• [Data section]:
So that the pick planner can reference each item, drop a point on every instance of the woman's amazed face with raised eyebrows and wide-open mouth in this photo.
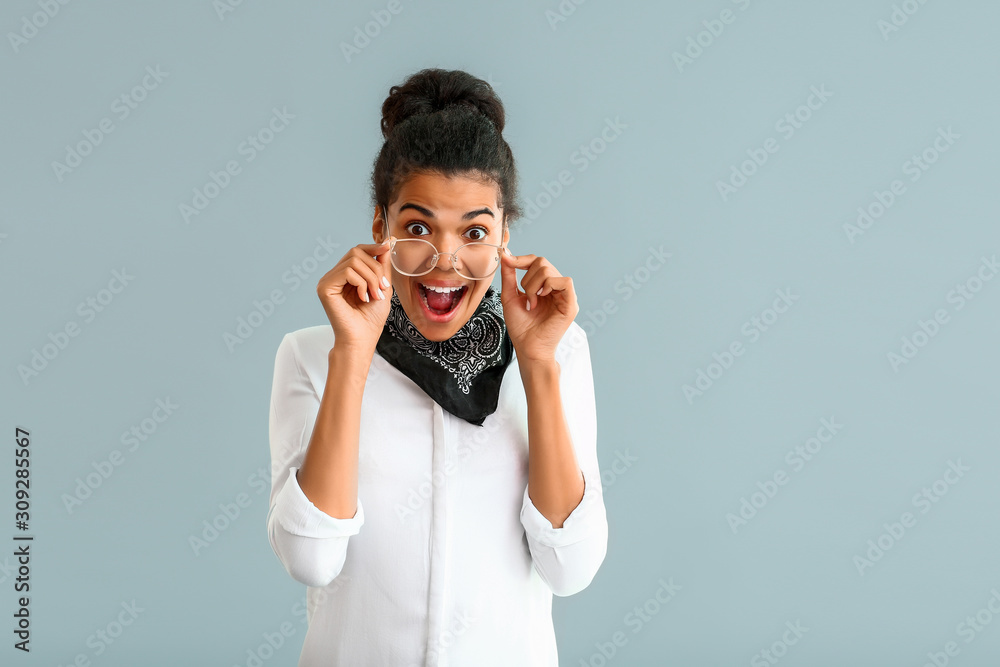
(434, 208)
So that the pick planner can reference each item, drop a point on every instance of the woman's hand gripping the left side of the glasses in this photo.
(358, 276)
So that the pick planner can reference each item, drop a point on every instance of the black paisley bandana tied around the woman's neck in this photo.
(463, 373)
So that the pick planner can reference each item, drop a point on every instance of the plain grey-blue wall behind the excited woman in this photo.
(655, 186)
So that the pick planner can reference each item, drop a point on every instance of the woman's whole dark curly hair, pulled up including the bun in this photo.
(446, 122)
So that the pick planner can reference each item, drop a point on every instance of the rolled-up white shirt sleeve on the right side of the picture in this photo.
(568, 558)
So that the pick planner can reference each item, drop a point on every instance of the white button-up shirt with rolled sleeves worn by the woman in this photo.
(447, 562)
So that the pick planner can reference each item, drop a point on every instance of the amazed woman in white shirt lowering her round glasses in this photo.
(435, 476)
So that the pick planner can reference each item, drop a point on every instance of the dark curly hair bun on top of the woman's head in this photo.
(432, 90)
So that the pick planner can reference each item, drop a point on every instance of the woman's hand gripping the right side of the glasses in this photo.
(536, 333)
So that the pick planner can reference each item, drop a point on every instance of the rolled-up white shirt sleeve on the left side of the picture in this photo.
(311, 544)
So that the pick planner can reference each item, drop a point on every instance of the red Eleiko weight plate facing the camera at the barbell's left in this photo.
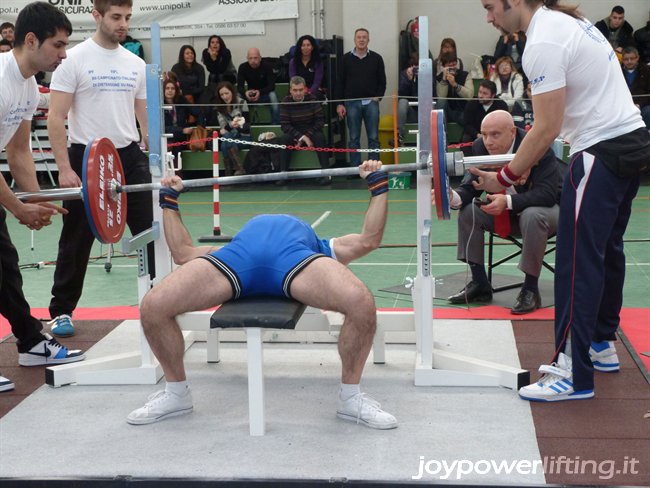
(106, 212)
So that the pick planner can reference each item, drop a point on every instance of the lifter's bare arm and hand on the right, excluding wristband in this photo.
(353, 246)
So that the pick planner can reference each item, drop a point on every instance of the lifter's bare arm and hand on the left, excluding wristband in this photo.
(178, 238)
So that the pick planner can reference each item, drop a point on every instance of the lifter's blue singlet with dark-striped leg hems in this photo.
(267, 254)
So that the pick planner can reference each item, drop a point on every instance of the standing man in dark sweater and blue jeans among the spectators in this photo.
(361, 84)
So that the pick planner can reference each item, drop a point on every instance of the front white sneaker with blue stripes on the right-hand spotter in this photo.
(556, 384)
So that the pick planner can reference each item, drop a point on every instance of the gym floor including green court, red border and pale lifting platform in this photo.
(304, 440)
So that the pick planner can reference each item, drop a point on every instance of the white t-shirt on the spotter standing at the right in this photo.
(562, 51)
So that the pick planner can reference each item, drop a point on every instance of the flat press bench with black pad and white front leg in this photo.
(254, 314)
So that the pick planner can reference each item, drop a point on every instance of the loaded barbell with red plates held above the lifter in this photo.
(103, 189)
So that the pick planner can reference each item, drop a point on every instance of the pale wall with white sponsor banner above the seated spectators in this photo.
(274, 25)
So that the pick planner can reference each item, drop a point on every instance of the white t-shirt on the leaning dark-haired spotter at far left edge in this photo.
(18, 97)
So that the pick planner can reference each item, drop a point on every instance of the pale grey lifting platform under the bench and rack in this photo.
(81, 430)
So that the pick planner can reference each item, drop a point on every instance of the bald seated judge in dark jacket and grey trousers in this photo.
(529, 209)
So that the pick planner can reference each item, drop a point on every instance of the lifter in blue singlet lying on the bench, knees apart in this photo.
(272, 255)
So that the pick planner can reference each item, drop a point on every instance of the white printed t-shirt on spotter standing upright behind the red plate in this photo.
(105, 83)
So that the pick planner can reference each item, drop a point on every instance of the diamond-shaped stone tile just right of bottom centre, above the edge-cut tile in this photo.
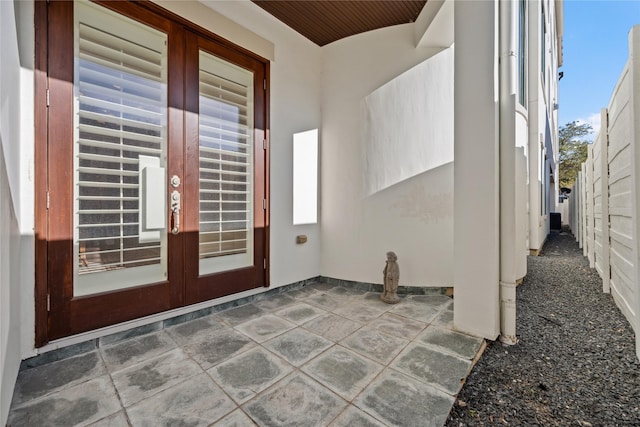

• [What to produce]: Although the records contain pictures, your copy should hold only the text, reproduced exactly.

• [The completed task]:
So that the pick planner can reference each item, drop a point on every instance of the woman's amazed face with raised eyebrows and wide-open mouth in this photo.
(434, 208)
So that the pick planner can reference each item, drop a point on every instance of the woman's hand gripping the left side of the glasses in this photo.
(358, 276)
So that the pick planner can reference each item, drop a point on every instance of the black paisley bandana tied around the woman's neck in this photo.
(463, 373)
So that the pick planner can reference each item, drop a point on every instance of the plain grey-blue wall behind the excited woman in this photo.
(655, 186)
So that the pick planner can reference each item, drop a point on every instance of the woman's whole dark curly hair, pulled up including the bun in this photo.
(446, 122)
So that the pick planner can reference each item, drop a point on every instance of the rolled-up white shirt sleeve on the right side of the picture in this photo.
(568, 558)
So that the pick planner can reference each item, drop a point on every instance of the white button-up shirt with rolled sleeves worn by the woman in this photo.
(447, 562)
So that the pick planner can reference each item, drop a point on every instance of the amazed woman in white shirt lowering her round glasses in this photo.
(435, 476)
So that the pick planner can reference each item, drop a point on every instance of the dark curly hair bun on top of the woman's head in this photo.
(432, 90)
So that the pick planner can reference each item, drop a point on every instance of the woman's hand gripping the right side of the glasses in this photo.
(536, 333)
So that the pick planner can reference each item, drop a point on every instance of the rolled-up white shirt sleeve on the left side of the picture in this photo.
(311, 544)
So that the pick planner can reference each item, drop a point on every instance of the red Eleiko weight plate facing the camera at the barbell's left in this photo.
(106, 212)
So that the pick planner can reference each item, drop a point on every instance of the lifter's bare arm and hand on the right, excluding wristband in this photo.
(353, 246)
So that the pick planner can reference each item, drop a point on every instance of the lifter's bare arm and hand on the left, excluding wristband in this photo.
(178, 238)
So that the pick planner can reference each item, drop a point on every instance of the lifter's blue singlet with dark-striped leg hems in this photo.
(267, 254)
So that the pick planner can reference each item, drop a point on every instance of the standing man in dark sweater and blue jeans among the spectators in this photo.
(361, 84)
So that the pick planner can reference each item, drop a point on every instance of the front white sneaker with blue stripes on the right-hand spotter in this photo.
(556, 384)
So that the pick planner can reference each item, drop a point on every instance of the gym floor including green court, red border and pale lifting platform in this photo.
(304, 440)
So that the pick planner can reference each item, drop a point on every instance of the white t-shirt on the spotter standing at the right in this photo.
(562, 51)
So that the pick planner can reference each item, drop a point on every instance of the flat press bench with black pad and white front leg in this photo.
(254, 314)
So that the pick planner can reference each item, drop a point on every instance of the loaded barbell with red plates held above the lifter in this photo.
(103, 189)
So that the pick planner can reference each item, drop a point on every instance of the pale wall with white sponsor banner above the seated spectators in this photo.
(274, 25)
So that the pick planner can reference each item, drop a point on every instance of the white t-shirt on the leaning dark-haired spotter at far left edge in this photo.
(18, 97)
So that the pick planner can reference each item, drop a point on every instance of the pale grey lifting platform under the bench and rack in this photo.
(81, 430)
So that the pick planner can reference each item, drop a point on every instance of the bald seated judge in dark jacket and grey trousers in this photo.
(529, 209)
So that the pick planner can reference each item, drop a point on every instance of the lifter in blue singlet lying on the bench, knees apart in this photo.
(272, 255)
So that the pick planner can reference each item, drop a point on every instance of the white printed t-shirt on spotter standing upright behind the red plate in this photo.
(105, 83)
So that the pick planner can reference each item, drop a point on every instance of the diamond-shaped stone tile just right of bottom centre, above the edge-cut tile in this photo.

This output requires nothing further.